STATED TASK:
Transcribe every line of the listing below without any deviation.

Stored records
□ □ □ □ □

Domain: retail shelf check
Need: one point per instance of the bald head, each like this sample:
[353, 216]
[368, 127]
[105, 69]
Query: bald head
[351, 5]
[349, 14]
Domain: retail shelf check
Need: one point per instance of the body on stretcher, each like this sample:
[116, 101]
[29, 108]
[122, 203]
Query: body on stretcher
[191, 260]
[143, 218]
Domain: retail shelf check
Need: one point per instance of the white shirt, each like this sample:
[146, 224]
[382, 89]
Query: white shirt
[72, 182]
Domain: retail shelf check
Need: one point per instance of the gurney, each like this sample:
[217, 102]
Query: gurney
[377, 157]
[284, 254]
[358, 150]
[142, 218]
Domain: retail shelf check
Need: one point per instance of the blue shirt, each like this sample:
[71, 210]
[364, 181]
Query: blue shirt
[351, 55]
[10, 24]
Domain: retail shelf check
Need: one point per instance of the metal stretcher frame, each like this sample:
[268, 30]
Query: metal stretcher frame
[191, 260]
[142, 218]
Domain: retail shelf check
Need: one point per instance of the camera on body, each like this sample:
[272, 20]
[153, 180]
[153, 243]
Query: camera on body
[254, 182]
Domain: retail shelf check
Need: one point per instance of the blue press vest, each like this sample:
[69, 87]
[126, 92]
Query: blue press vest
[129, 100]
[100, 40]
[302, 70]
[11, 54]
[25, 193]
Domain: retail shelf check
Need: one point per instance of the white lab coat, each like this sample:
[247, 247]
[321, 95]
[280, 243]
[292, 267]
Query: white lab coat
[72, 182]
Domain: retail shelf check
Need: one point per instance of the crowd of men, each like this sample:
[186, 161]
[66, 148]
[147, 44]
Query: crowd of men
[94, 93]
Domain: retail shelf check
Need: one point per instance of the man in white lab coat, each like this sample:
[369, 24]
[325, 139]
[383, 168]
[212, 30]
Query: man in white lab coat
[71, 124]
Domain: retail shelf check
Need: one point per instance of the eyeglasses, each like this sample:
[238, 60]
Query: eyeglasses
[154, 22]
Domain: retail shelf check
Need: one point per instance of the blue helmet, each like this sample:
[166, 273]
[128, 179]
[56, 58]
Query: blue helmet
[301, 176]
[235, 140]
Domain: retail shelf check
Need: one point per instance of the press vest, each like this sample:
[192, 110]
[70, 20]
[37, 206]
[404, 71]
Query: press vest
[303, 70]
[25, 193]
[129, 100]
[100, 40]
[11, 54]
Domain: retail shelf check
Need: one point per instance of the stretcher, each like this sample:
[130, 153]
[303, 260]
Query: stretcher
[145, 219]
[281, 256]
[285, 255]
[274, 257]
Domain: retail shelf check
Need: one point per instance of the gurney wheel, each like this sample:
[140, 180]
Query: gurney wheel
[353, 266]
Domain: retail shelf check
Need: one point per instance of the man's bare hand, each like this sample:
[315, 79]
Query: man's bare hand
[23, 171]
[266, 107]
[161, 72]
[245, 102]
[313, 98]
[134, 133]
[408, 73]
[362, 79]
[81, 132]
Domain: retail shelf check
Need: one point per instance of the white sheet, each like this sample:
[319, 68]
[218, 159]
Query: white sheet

□ □ □ □ □

ANSWER:
Domain: retail shelf check
Need: one point per instance of the bald head, each like this sample:
[353, 216]
[368, 127]
[105, 69]
Query: bald head
[351, 5]
[349, 14]
Domain: retail shelf check
Need: one point per instance of the body on stretcher, each like this sample:
[116, 101]
[29, 108]
[122, 203]
Query: body on stretcher
[191, 260]
[143, 218]
Domain: retail shelf check
Need: one point per instance of the white shirt, each like this sample:
[146, 224]
[382, 89]
Query: white shirt
[72, 182]
Domain: retail shelf check
Need: one point per instance of the gurney, each like this sample:
[217, 102]
Query: gurney
[377, 157]
[284, 254]
[358, 150]
[142, 218]
Domain: retail shelf check
Need: one point per instance of the blue shirt, each like this sample:
[71, 210]
[364, 181]
Query: blue shirt
[351, 55]
[10, 24]
Domain: retail shelf check
Need: one point per instance of the metal stretcher frame, each like this sample:
[268, 30]
Query: metal stretcher frame
[191, 260]
[142, 218]
Domain: retail shelf check
Need: one point per instance of the camera on body, each like this sample:
[272, 20]
[153, 180]
[153, 243]
Query: camera on body
[254, 182]
Domain: retail shelf check
Need: one point per instance of the blue press vest, each like this sample:
[69, 87]
[126, 92]
Query: blue press vest
[129, 100]
[100, 40]
[302, 70]
[11, 54]
[25, 193]
Domain: retail shelf check
Need: one point per instance of the white lab coat, each like this sample:
[247, 247]
[321, 95]
[280, 243]
[292, 267]
Query: white lab coat
[72, 182]
Domain: retail shelf check
Need: one point per instance of the crowd of men, each like this sample:
[186, 161]
[66, 148]
[147, 44]
Query: crowd of men
[94, 93]
Domain: retail shelf check
Need: one point per instance of the man in white lab coat, each like this sample:
[369, 24]
[325, 139]
[383, 168]
[212, 30]
Query: man in white lab coat
[71, 124]
Domain: retail shelf check
Need: one point per instance of the eyeglasses, each like this sample:
[238, 60]
Query: eyeglasses
[154, 22]
Domain: retail shelf check
Need: one point per instance of the blue helmet, each like this sample:
[166, 273]
[128, 179]
[56, 58]
Query: blue helmet
[301, 176]
[235, 140]
Domain: retail shelf check
Need: one point per instance of the press vest, each like this sample:
[192, 110]
[70, 20]
[37, 206]
[404, 71]
Query: press vest
[303, 70]
[25, 193]
[129, 100]
[100, 40]
[11, 54]
Domain: retail shelf check
Need: one point per instance of the stretcher, each like this sample:
[130, 153]
[303, 260]
Query: stretcher
[145, 219]
[281, 256]
[285, 255]
[274, 257]
Domain: retail shelf check
Need: one point per instance of the gurney wheel, each like this sample:
[140, 180]
Query: gurney wheel
[353, 266]
Domain: retail shelf check
Need: one point per instance of the man's bare hand, each like this sample:
[315, 79]
Query: man's bare hand
[23, 171]
[266, 107]
[161, 72]
[245, 102]
[313, 98]
[134, 133]
[408, 73]
[362, 79]
[81, 132]
Domain: retail shelf check
Need: one point per instance of the white sheet, each like this sample:
[319, 68]
[218, 159]
Query: white sheet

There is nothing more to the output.